● **Text section**
○ ○ ○ ○ ○
Hybrid Search in AI Systems

Overview

The lecture explains the limitations of pure vector (semantic) search and keyword (full text) search in AI agents, and demonstrates how hybrid search combines both approaches using Superbase and Pinecone for more accurate and flexible retrieval-augmented generation (RAG) systems.

Vector Search and Its Limitations

Vector (semantic) search captures the meaning of queries by transforming them into dense numerical vectors.
It retrieves results with similar meanings, useful for broad, intent-based queries.
Struggles with precise queries involving specific names, product codes, acronyms, or exact terms.
May return loosely related results due to its focus on semantics.

Keyword (Full Text) Search and Its Limitations

Keyword search matches exact or partial words in titles and descriptions using sparse vectors.
Delivers precise results when queries match specific terms in the database.
Lacks understanding of synonyms or conceptual meaning; e.g., "t-shirt" does not equal "tee" unless specified.
Not flexible with varied or natural language queries.

Hybrid Search: Concept and Implementation

Hybrid search merges vector and keyword search for both semantic relevance and precision.
User queries are transformed into both dense (vector) and sparse (keyword) vectors.
Search results from both methods are combined and ranked using techniques like reciprocal rank fusion.
This approach surfaces exact matches first, followed by semantically related items.

Hybrid Search with Superbase

Superbase hybrid search requires a documents table with embedding (dense) and TS vector (full text) columns.
Extensions for vector and full text search must be enabled; appropriate indexes are created for speed.
A custom database function performs both searches and fuses the results, with ranking details available.
Edge functions interact with OpenAI's embedding API to generate vectors from queries.
Action nodes in N8N send chat queries to Superbase's edge function, which returns ranked search results.

Hybrid Search with Pinecone

Pinecone hybrid search uses a single index configured with dense vectors and sparse (keyword) values.
Documents are chunked, and both dense (multilingual E5 large) and sparse (pinecone-sparse-english-v0) embeddings are generated.
On queries, embeddings are produced with input type "query" for accurate search.
The Pinecone API supports hybrid querying, returning results with both semantic and keyword matches scored.

Advantages and Use Cases

Hybrid search excels at precise term searches (e.g., product codes, technical acronyms) and natural language questions.
Re-ranking models (e.g., Cohere) can further improve result ordering for answer generation.
○ ○ ○ ○ ○
● **What you need to do**
In the hybrid search text, what technique is named for combining and ranking the results from vector and keyword search? The lines after this have no connection to the hybrid search text.
○ ○ ○ ○ ○
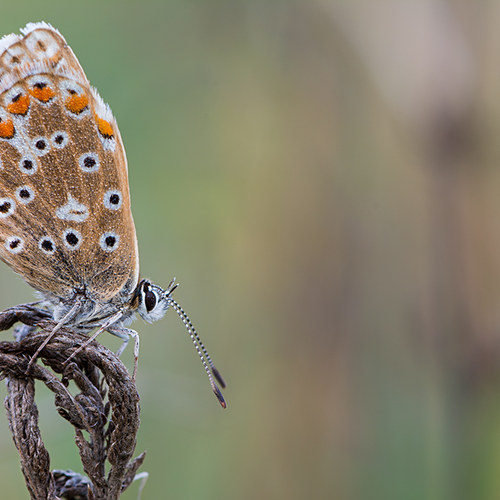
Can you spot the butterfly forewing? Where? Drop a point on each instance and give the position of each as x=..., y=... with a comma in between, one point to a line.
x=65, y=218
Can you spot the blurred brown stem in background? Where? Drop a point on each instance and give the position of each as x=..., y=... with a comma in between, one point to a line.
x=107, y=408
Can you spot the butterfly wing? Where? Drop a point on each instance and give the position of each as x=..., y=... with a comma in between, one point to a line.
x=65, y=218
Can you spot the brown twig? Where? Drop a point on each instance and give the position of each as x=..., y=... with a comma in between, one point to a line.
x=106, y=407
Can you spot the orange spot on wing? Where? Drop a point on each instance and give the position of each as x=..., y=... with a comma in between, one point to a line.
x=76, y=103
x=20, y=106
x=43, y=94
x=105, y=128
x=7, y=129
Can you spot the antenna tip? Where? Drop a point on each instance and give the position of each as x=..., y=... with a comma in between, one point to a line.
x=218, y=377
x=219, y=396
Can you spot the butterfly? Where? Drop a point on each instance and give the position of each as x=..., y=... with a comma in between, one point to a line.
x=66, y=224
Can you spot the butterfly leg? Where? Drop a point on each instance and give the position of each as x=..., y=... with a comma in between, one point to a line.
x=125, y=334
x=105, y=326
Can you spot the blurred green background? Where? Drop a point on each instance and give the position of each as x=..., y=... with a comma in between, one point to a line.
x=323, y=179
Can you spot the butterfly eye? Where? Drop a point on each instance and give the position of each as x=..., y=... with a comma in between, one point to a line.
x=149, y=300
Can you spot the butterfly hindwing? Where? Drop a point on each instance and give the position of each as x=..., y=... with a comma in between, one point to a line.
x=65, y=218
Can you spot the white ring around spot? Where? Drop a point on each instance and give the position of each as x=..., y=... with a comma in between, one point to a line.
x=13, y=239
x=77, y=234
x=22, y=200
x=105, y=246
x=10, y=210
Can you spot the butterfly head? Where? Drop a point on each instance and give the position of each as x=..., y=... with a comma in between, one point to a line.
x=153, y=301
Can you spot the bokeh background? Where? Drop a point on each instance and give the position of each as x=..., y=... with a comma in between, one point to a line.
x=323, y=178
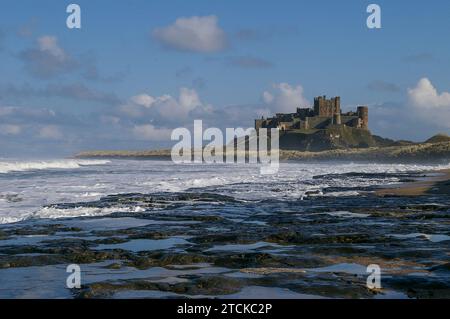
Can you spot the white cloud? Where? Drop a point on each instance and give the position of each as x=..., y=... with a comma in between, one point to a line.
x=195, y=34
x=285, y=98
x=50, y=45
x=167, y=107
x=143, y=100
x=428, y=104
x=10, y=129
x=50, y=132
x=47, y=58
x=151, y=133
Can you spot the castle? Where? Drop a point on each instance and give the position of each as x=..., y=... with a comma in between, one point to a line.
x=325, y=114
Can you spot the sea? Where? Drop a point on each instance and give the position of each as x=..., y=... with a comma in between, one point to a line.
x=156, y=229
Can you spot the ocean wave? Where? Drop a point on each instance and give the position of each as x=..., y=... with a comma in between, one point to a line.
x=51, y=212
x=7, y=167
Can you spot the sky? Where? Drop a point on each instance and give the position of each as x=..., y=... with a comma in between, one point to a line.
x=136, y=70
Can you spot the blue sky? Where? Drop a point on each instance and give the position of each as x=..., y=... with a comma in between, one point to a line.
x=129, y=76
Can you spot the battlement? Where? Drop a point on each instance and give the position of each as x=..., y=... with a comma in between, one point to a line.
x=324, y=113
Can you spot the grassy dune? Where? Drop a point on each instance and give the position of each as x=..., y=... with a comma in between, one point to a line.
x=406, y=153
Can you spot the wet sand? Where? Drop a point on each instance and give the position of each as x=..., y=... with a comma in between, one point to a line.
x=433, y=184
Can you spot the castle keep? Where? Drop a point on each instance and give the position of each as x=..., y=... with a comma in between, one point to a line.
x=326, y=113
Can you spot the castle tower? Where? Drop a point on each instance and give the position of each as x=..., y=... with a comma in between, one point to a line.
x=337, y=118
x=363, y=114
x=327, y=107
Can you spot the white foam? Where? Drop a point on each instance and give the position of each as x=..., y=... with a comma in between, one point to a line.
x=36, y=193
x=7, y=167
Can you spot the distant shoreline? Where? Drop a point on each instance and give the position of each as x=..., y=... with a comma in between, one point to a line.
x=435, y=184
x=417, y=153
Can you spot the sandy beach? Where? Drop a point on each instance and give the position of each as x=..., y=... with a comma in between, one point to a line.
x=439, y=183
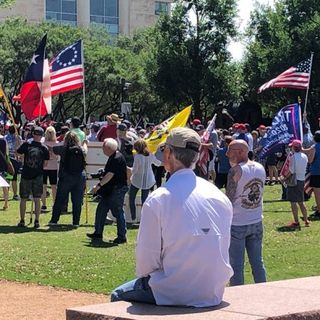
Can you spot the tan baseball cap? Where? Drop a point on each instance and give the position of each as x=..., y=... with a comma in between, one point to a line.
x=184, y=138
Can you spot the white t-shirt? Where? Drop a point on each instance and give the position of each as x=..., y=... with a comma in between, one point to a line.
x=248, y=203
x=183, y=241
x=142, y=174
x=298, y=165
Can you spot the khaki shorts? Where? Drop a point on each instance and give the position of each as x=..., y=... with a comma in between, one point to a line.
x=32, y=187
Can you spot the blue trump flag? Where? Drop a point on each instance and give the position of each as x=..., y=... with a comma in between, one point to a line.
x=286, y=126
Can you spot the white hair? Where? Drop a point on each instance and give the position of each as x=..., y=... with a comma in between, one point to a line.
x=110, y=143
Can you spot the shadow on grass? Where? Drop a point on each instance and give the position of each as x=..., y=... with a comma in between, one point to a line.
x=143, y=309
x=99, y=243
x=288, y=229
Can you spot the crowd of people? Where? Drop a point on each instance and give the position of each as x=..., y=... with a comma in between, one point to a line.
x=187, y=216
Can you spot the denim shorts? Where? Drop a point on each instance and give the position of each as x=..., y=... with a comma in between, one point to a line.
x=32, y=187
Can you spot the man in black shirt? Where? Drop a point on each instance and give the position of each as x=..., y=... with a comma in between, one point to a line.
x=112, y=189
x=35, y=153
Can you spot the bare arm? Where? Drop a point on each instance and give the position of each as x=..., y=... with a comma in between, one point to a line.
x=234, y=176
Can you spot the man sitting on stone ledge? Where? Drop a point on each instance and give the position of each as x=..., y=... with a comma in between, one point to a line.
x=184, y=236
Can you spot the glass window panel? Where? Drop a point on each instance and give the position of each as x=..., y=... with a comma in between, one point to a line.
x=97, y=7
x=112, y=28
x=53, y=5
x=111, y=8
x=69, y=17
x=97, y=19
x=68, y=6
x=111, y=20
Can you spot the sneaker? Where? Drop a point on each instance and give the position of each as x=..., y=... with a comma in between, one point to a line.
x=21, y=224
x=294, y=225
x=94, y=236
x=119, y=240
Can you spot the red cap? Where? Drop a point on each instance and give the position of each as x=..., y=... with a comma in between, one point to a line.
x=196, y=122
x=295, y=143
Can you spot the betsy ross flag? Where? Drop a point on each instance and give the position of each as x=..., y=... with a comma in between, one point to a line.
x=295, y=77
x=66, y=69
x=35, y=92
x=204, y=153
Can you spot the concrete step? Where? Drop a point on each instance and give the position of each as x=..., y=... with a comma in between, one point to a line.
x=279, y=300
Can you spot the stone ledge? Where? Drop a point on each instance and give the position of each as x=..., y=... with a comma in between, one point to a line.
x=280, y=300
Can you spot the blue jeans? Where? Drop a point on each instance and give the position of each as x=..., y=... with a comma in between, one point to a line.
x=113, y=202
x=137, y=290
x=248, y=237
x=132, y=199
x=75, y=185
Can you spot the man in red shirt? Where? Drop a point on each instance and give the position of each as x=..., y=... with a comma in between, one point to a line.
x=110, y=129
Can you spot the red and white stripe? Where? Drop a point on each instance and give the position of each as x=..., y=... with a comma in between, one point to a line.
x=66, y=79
○ ○ ○ ○ ○
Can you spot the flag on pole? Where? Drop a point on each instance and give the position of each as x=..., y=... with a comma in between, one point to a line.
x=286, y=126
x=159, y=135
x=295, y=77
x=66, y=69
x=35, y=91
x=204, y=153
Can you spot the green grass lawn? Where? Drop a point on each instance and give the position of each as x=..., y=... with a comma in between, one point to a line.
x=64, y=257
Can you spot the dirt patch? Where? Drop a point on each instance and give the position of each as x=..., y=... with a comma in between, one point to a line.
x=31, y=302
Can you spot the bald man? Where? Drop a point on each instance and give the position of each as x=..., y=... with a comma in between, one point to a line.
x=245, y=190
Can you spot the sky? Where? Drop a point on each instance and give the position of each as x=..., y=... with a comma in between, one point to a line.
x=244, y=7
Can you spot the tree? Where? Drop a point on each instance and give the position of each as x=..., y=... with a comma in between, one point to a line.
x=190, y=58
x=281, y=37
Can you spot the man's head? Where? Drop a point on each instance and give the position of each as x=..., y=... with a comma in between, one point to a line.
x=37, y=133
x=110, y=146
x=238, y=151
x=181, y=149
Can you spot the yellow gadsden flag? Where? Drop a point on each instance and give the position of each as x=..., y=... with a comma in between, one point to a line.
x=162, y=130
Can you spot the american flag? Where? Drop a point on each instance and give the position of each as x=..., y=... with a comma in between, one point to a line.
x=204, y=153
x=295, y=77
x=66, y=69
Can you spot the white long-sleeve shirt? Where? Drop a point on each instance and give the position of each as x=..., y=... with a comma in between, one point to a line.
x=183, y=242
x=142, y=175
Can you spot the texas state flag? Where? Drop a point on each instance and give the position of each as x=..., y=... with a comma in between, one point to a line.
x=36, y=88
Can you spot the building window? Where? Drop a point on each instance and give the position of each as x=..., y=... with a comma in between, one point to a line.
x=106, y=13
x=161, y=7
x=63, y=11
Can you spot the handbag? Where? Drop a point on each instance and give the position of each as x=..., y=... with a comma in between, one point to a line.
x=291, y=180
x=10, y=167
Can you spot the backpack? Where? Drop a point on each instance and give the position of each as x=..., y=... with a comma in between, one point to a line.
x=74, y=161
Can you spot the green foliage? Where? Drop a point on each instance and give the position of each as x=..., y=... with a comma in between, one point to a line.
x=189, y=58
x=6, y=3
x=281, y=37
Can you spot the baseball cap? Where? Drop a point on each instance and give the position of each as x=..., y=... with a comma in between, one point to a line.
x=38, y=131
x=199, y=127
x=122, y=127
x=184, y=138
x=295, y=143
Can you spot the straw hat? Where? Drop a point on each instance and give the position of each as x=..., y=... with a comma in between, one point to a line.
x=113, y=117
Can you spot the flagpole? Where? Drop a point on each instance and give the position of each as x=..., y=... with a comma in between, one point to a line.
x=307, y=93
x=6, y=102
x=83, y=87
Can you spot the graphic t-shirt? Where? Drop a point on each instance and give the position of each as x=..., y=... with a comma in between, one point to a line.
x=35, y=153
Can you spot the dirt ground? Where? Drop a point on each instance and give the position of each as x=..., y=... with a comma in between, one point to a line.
○ ○ ○ ○ ○
● **Finished task**
Reciprocal rank fusion.